2006-07-13

Hills of Trieste (song for Jan Morris)


woke up this morning
made my first mistake of the day

every cell in my brain

has seen better days

it usually pays
to look the other way

i remember


What do I remember?

I remember sitting alone one night in the Cafe San Marco and there was a girl in there who looked like Louise Brooks. The Cafe San Marco, cream walls and high ceiling separated by brown stucco leaf trim, long, dark wood bar in an L-shaped room, three large pillars in the middle of the main room which was lined with bookshelves and newspaper racks. Hardwood floors, black leather benches and heavy, wrought-iron tables with marble surfaces, gold-plated hatstands and and stand-up silver ashtrays scattered along the bar and around the pillars. The place had history, cheap wine and good coffee. It was dark, warm and enclosed, more Viennese than Italian.

on the hills of trieste
where the wild cats run free

so carelessly blessed

in my mild misery
on the hills of trieste

where it's no curse to feel alone

between the shining deep blue sea

and the harsh red stone

i remember


She didn't really look like Louise Brooks, she just had a Louise Brooks hairdo. The girl in the black helmut is what Kenneth Tynan called Brooks when he wrote about her. My Louise was hanging arty type fashion photographs of herself on the San Marco walls. Two chess players fell silent as she leaned across them to straighten a picture. She had a friend with her and they were both in skin tight black but Louise had a red scarf with white threading interwoven and her friend had a leopard skin scarf. They certainly had style but the photos weren't very good. Why should they be? Trieste is a small town and anyone with real talent and ambition leaves early for the big city, eager to conform to the current heat. Those who stay behind live in a certain kind of past where everything's good or, whatever isn't good isn't remembered. Not much.

on the hills of trieste
and the cafes at night

on my knees i confessed

i got drunk and felt unwell

with the devil in my stomach

cleaning his nails

everyone's drinking something red

i only remember
all the false things i said


Tynan tracked down the girl of his silent, black and white past dreams to a small town in New York and found an old woman, living off a rich man's allowance but she was no one's Marie Provost. She'd written about her contemporaries in old Hollywood and she was a good writer. Her articles were published in magazines like Film Culture and Sight and Sound and were later collected into a book, Lulu in Hollywood.

girls at the bar
crossing their legs

girls at the bar

uncrossing their legs

sun sinking down
into the wrecks

under the waves

sun sinking down
and taking me with it


A lot of people might know about Trieste because James Joyce wrote Ulysses there. Joyce exiled himself from Ireland, wound up in Rome working for a bank but an English language school had an opening in Trieste, so he went there with his pregnant wife Nora. On arrival he told Nora to wait in a small park opposite the train station while he got the lay of the land. When I went to that park there was builder's rubble everywhere, lots of roped off areas. While he was exploring the city Joyce tried to mediate in a quarrel between some sailors and prostitutes. The scene became aggravated and the cops were called. They threw the sailors and Joyce into the back of the paddy wagon and Nora had a long wait, alone, in a strange city, not knowing the language.

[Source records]
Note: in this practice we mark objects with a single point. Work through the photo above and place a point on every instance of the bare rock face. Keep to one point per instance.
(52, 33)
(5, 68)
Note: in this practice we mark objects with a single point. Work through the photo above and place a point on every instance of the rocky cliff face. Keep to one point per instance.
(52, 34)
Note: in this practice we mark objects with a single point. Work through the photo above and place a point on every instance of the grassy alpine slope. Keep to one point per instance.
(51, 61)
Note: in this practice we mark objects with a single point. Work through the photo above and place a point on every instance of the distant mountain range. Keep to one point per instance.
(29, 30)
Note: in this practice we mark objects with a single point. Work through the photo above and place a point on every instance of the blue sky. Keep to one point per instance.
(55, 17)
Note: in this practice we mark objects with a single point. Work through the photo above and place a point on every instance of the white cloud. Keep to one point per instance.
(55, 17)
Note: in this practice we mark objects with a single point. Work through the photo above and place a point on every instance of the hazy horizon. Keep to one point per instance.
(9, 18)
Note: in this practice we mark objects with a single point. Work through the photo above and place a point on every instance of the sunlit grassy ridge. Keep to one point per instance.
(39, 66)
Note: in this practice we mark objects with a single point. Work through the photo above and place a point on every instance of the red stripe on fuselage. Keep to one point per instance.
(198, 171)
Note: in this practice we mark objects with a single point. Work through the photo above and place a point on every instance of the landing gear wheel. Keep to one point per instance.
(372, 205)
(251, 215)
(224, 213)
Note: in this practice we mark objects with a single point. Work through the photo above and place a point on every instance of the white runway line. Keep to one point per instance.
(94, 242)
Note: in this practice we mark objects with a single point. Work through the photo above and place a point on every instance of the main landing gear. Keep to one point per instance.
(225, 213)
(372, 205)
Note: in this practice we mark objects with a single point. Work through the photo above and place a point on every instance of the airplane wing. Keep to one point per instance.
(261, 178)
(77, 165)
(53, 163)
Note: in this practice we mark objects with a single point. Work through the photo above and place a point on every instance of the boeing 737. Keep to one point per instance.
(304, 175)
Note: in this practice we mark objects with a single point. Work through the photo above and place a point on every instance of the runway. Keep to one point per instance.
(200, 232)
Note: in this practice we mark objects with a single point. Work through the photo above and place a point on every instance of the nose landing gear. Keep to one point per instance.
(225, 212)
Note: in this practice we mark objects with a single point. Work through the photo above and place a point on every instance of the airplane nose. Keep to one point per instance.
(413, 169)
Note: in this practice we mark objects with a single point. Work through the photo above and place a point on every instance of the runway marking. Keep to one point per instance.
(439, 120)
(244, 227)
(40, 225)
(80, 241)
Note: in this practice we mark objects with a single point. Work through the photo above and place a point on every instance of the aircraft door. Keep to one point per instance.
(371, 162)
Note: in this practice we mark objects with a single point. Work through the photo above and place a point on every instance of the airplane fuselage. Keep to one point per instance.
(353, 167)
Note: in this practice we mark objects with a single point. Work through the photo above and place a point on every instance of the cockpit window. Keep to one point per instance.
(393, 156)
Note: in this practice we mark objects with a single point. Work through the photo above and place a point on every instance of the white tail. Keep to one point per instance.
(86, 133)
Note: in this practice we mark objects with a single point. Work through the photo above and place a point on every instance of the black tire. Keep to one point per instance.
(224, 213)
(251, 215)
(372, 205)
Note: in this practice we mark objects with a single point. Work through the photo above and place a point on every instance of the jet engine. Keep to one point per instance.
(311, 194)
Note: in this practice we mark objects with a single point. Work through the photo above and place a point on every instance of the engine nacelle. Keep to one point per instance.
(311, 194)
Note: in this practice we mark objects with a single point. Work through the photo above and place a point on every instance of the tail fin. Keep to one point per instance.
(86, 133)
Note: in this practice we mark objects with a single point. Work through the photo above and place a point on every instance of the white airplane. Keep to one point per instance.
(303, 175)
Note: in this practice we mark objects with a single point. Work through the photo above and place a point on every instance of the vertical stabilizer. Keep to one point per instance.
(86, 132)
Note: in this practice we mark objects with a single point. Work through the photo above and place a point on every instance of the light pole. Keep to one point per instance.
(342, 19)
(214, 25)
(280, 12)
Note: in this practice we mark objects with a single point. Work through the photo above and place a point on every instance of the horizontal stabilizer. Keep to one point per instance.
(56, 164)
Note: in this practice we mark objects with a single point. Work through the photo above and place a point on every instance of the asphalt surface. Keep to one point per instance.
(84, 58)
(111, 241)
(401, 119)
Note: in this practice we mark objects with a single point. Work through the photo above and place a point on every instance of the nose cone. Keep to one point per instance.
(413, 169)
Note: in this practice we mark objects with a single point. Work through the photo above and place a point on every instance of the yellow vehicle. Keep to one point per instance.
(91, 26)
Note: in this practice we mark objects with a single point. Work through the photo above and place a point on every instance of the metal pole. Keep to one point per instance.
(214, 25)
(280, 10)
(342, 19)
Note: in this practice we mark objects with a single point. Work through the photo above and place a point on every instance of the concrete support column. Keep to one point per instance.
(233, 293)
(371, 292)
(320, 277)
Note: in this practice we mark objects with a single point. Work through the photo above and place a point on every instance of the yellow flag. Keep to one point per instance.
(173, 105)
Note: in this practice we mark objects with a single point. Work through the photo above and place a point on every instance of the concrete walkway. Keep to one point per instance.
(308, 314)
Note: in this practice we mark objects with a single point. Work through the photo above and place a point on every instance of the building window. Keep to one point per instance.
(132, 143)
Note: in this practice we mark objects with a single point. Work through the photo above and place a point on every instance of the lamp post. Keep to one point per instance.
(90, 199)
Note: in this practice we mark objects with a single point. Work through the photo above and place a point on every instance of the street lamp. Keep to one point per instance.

▶ **WHAT TO WORK ON**
1. Gather every line of the rows that contains the string "concrete", treating case as significant.
2. Write what comes next in the piece about the hills of Trieste, picking up after its final sentence.

▶ **SOLVED TASKS**
1.
Note: in this practice we mark objects with a single point. Work through the photo above and place a point on every instance of the concrete support column. Keep to one point per instance.
Note: in this practice we mark objects with a single point. Work through the photo above and place a point on every instance of the concrete walkway. Keep to one point per instance.

2.
on the hills of trieste
they make fireworks every day

for every night of the week

except when it rains

on the hills of trieste

across the harbour scene

every colour in the night

and every dream

i remember


Ettore Schmitz worked in a bank too, in Trieste as it happens, but he married the boss's daughter and did well for himself (I might have confused this with one of his novels). Once Joyce got out of jail and took up his teaching post, Schmitz became one of his students. Joyce noted the Triestian class system- Schmitz's wife blanked Nora in the street. Earlier in his life Schmitz had literary ambitions, writing and publishing himself, two novels, Senilita (As a Man Grows Older) and Una Vita under the pen name Italo Svevo. They weren't well received, the Triestian dialect proved distasteful to Italian lit snobs and the books didn't sell either. Schmitz stayed at his bank job and put his novels in the furthest bottom drawer. But, after many years, he showed his unloved novels to Joyce, who read them and said he liked them, compared them to Anatole France. Encouraged, Schmitz took up writing again and that's how we came to have Zeno's Conscience, also known as The Confessions of Zeno, wriiten once again by Italo Svevo, the novelist of Trieste.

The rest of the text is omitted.